---------- TEXT SECTION

To address our first research question, the effects of PD on K-12 STEM teachers’ self-efficacy were investigated by the unconditional model without any moderator variables (Table 3). The overall summary estimate for the 48 standardized mean difference (SMD) effect sizes was 0.64 (95% CI [0.20, 1.08]) with a p-value of 0.0045. The data demonstrated a statistically significant high amount of heterogeneity (I2 = 94.99%, Q (47) = 362.381, p < 0.0001; Higgins et al., 2003). This result showed that, compared with the control group, on average, the STEM teachers’ PD training yielded a statistically significant impact on STEM teachers' self-efficacy with a medium SMD effect size (Cohen, 1977).

Table 3 Unconditional model

Sensitivity analysis and publication bias

The results effectively demonstrated that the current meta-analysis does not have significant publication bias. A funnel plot in Fig. 3 demonstrated an approximately symmetric plot for the effect sizes, which suggests free of publication bias. Egger’s regression test (Egger et al., 1997) was further inspected as a supplement test (t = 0.72, p = 0.47). Its non-significant result supports no statistically significant publication bias. As it was replicated in all leave-one-out sensitivity analyses, the positive effect of PD on TSE was not driven by specific studies ([0.4922, 0.6517]; ps < 0.0001). Cook's distance measure detected one study to be a potential sensitive case (Cook's d = 0.22). The random-effects model was therefore twice run, once with and once without that study. The difference between the I2 with and without that study was 1.17%, indicating a minimally decreased between-study variation by removing this study. Given these results, the study was kept in the analyses.

Fig. 3
figure 3

Funnel plot

Research question 2: moderation effect of STEM-focused pedagogy learning

A meta-regression model was performed to examine the moderation effect of STEM-focused pedagogy learning (see Model 1 in Table 4). First, we hypothesized that teachers who received STEM-focused pedagogical knowledge, such as inquiry-based, problem-based, and/or task-based learning strategies, would demonstrate a higher effect size on improving teacher self-efficacy than teachers who did not receive STEM pedagogical knowledge from the PD training. However, the adjusted moderation effects of STEM pedagogy learning were statistically and negatively significant at p < 0.01 (β = − 1.46, 95%CI = [− 2.55, − 0.37]), indicating that STEM-focused pedagogy learning was less effective in promoting TSE than those not learning.

Table 4 Effect of STEM pedagogy learning and its interaction with PD duration

Subsequent analysis

The results of the effect of STEM-focused pedagogy learning were negative compared with teachers who did not learn STEM pedagogy. This finding raised a flag reminding us to look into whether the impact of STEM-focused pedagogy learning interacted with the impact of PD duration or dosage. Literature shows that PD duration impacts the improvement of TSE significantly (Liu & Liao, 2019; Yang, 2020). Furthermore, the literature supports that PD duration is an important factor in strengthening certain knowledge, as a longer PD duration provides more active learning opportunities and content-focused instructional activities than a shorter duration (Desimone, 2009; Postholm, 2012). STEM-focused pedagogy is the foundation of instructional content in the STEM field. Therefore, in this study, we ran a second model to predict the interaction effect of STEM-focused pedagogy learning and PD duration on TSE (see Model 2 in Table 4).

--------------------
---------- DATA SHOWN

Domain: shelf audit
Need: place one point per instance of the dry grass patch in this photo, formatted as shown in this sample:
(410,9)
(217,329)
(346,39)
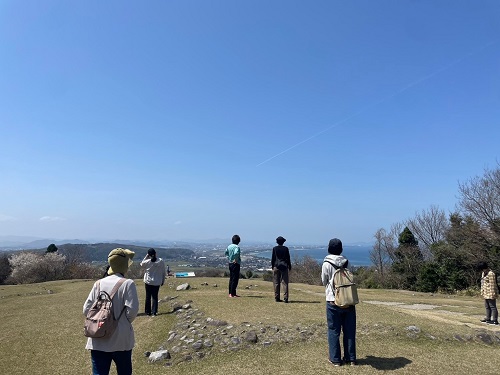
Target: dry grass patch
(41,332)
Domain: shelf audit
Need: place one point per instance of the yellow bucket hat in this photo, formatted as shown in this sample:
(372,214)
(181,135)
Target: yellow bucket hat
(120,260)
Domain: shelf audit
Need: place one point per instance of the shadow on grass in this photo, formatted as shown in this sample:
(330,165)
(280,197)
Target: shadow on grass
(381,363)
(291,301)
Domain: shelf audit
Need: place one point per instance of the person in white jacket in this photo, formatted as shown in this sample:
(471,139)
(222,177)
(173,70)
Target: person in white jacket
(118,347)
(154,277)
(339,319)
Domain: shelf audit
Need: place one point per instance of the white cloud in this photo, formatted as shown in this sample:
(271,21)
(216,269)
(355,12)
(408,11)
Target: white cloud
(51,218)
(7,218)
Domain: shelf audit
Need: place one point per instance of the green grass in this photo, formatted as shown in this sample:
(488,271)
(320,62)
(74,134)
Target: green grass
(41,332)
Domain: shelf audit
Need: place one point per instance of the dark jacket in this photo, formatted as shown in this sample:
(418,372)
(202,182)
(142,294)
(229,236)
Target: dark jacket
(281,258)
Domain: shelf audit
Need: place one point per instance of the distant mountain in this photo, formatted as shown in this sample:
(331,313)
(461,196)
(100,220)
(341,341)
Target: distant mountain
(99,252)
(25,243)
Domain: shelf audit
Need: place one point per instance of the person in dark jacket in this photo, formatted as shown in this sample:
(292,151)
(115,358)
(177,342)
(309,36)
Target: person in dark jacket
(280,262)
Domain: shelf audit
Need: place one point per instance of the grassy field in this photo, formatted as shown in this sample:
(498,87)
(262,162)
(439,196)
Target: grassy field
(41,331)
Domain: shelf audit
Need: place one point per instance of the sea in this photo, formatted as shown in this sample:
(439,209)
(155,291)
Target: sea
(358,255)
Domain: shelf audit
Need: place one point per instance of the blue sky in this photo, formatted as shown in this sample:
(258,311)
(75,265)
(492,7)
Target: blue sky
(201,119)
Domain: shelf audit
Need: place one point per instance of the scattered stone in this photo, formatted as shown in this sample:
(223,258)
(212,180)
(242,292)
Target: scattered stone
(413,329)
(159,355)
(251,337)
(197,345)
(184,286)
(485,338)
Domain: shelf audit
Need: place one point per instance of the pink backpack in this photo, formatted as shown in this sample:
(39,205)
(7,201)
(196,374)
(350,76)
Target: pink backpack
(100,321)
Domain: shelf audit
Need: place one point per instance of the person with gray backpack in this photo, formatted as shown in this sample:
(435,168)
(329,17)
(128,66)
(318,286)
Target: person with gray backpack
(112,304)
(340,316)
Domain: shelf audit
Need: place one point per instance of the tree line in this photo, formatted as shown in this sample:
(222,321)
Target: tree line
(433,251)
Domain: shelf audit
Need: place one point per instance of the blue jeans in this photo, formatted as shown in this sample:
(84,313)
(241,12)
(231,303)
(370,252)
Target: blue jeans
(151,294)
(101,362)
(341,319)
(234,277)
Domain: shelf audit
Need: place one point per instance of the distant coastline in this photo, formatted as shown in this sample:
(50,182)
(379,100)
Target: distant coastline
(357,255)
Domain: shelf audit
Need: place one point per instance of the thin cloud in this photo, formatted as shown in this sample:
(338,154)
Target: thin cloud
(391,96)
(7,218)
(51,218)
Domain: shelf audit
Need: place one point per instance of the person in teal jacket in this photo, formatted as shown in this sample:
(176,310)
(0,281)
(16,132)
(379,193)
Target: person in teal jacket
(233,255)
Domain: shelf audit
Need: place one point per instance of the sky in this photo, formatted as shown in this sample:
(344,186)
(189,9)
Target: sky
(195,119)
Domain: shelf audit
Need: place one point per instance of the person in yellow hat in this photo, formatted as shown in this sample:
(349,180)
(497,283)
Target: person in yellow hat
(118,347)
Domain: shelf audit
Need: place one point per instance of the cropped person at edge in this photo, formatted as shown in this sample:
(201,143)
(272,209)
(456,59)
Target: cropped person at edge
(117,347)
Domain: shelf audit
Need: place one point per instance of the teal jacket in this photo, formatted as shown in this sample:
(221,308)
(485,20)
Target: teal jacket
(233,254)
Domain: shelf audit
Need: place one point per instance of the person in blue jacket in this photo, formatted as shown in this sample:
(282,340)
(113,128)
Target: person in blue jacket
(233,255)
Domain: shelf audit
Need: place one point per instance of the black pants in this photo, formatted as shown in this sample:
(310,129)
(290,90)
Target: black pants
(234,277)
(491,309)
(151,294)
(280,277)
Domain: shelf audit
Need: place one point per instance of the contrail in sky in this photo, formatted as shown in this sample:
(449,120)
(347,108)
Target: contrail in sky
(399,92)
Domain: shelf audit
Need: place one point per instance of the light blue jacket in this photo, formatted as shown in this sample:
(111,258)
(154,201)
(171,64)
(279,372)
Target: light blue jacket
(233,254)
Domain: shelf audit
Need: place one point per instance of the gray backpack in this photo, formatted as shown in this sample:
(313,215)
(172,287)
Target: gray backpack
(100,321)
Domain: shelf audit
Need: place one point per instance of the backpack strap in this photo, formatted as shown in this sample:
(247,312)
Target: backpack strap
(113,292)
(333,265)
(335,268)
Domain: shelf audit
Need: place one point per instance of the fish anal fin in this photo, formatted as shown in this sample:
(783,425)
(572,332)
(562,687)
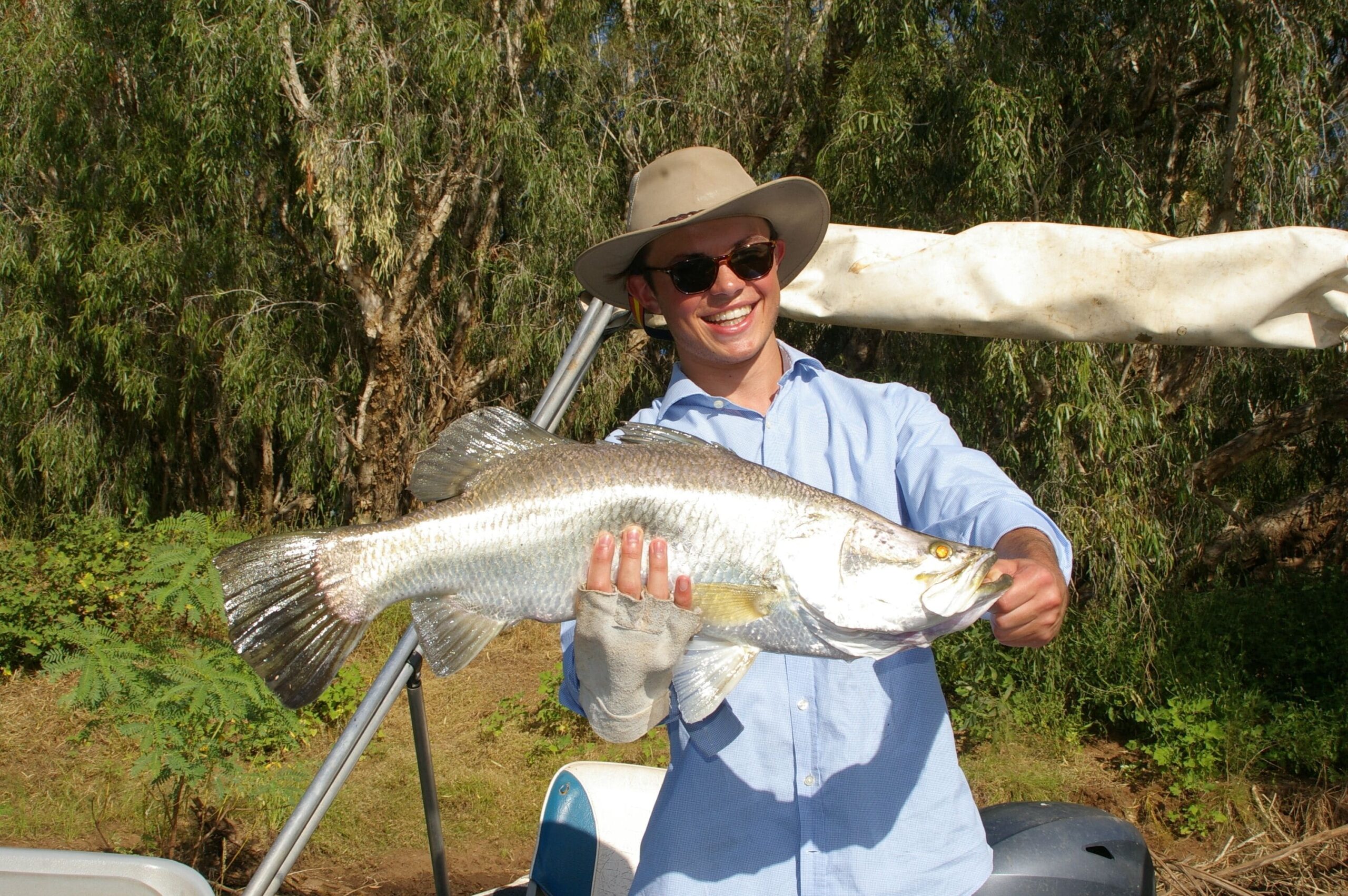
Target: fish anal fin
(707,673)
(470,445)
(632,433)
(728,604)
(452,636)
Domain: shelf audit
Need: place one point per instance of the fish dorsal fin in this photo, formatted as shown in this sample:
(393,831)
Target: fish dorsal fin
(470,445)
(452,636)
(708,671)
(726,604)
(650,434)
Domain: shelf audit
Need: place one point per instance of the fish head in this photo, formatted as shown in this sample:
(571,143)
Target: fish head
(893,581)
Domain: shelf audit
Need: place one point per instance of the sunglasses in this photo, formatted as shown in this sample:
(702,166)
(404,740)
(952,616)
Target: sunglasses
(697,273)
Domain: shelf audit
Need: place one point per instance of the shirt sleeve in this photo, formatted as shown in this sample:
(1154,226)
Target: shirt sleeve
(569,692)
(957,492)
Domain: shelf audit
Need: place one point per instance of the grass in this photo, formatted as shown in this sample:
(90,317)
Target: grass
(63,793)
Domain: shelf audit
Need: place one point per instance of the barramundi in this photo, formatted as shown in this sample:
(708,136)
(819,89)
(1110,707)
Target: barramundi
(777,565)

--------------------

■ **DIRECTIONS**:
A - List every source that the meta-analysis passage cites, giving each one's authors and year.
B - In the meta-analysis passage, what was the overall summary estimate for the 48 standardized mean difference effect sizes?
C - Continue the meta-analysis passage, starting right after its final sentence.

■ **ANSWER LIST**:
A -
Higgins et al., 2003
Cohen, 1977
Egger et al., 1997
Liu & Liao, 2019
Yang, 2020
Desimone, 2009
Postholm, 2012

B - 0.64, with a 95% CI of [0.20, 1.08].

C -
Results indicated the effect of PD duration on increasing TSE for teachers who received STEM-focused pedagogy learning is statistically significantly higher than for teachers who did not receive STEM pedagogy learning in PD training (β = 0.24, k = 27, p < 0.0001). Figure 4 plots the results that teachers who did not receive STEM-focused pedagogy training in PD demonstrated a decreasing trend in the effect of predicting TSE; whereas teachers who received STEM pedagogy learning showed an increasing trend in predicting the effect on TSE.

Fig. 4
figure 4

Interaction effect of STEM pedagogy learning and PD duration

Research question 3: moderation effect of PD substantive features

Meta-regression models were performed to examine differences in the average effect of the moderator variables. The summary estimates for each moderator variable are in Table 5.

Table 5 Meta-regression model for substantive PD features

In terms of the active learning by PD instructional design, the cognitive apprenticeship-based group that uses demonstration-based learning with reflection and feedback showed lower moderation effect than other approaches, though it was not significant (β = − 0.94, p > 0.05). Furthermore, when the moderation effect of PD providing timing was examined, the results revealed that the based group, PD provided as job-embedded, was more effective than other types of timing. All other timings showed statistically significant less effectiveness in improving teachers' self-efficacy [i.e., summer institutes (β = − 2.36, p < 0.0001), separate training during the semester/after school (β = − 2.17, p < 0.0001), and mixed timing (β = − 2.22, p < 0.01)].

Additionally, collaborative participation and PD contribution to sources of efficacy did not show statistically significant results. The findings indicate that collaborative participation in PD activities did not significantly improve teachers’ efficacy in teaching compared to those who did not participate, and each source of efficacy contributed by PD did not have statistically significant differences in predicting teachers’ self-efficacy.

We are, however, cautious in interpreting the results due to the relatively small sample size. Even though running the meta-regression model that includes all moderators could prevent an increase in Type I error, all moderators were added to the model separately out of concern for multicollinearity issues (see Appendix C). Appendix C shows similar findings that back up the results in Table 5.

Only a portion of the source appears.